Extracted entries section start

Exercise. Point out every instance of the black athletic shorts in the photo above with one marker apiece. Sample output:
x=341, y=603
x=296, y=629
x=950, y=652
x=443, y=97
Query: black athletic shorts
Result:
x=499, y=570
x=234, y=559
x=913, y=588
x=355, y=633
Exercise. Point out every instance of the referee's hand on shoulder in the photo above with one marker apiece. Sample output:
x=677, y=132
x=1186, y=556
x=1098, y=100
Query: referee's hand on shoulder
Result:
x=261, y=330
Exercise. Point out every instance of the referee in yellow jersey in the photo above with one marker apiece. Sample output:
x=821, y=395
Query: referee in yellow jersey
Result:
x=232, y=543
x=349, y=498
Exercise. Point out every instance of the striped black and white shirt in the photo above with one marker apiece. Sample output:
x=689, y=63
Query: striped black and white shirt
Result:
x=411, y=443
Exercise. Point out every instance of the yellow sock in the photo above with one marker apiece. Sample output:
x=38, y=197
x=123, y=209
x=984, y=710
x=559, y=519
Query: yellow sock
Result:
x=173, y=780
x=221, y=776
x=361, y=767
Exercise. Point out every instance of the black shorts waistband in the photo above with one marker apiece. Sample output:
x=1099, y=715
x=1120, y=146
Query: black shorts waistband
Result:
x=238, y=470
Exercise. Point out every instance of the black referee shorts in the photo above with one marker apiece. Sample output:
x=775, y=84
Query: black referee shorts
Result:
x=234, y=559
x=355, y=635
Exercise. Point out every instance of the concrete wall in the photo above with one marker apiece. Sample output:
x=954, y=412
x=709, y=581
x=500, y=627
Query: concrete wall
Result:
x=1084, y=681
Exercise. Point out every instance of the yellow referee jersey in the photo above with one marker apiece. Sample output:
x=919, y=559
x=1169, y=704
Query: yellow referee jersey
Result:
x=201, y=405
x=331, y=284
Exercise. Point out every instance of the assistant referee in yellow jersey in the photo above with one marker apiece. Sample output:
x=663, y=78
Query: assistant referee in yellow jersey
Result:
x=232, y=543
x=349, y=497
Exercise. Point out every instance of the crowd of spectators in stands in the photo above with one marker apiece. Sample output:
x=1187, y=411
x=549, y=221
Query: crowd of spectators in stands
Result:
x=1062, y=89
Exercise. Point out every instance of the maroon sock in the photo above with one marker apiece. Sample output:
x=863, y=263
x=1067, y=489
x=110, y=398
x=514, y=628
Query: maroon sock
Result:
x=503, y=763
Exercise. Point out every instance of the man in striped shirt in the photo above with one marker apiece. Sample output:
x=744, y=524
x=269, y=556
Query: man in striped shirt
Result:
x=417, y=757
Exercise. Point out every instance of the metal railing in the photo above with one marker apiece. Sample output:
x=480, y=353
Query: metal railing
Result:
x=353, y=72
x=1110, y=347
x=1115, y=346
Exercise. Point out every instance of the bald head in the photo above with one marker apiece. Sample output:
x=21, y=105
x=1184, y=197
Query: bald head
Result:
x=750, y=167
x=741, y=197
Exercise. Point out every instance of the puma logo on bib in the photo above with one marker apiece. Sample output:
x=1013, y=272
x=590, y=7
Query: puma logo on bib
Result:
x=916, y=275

Extracted entries section end

Task to complete
Your answer must be the data above, copied exactly from its first line through the line containing "Query: black athletic shorts", and nothing more.

Answer area
Exercise. Point out every instance of the black athletic shorts in the photo above with one marker apiece. Sample output:
x=341, y=603
x=296, y=629
x=950, y=652
x=443, y=97
Query: black athletic shorts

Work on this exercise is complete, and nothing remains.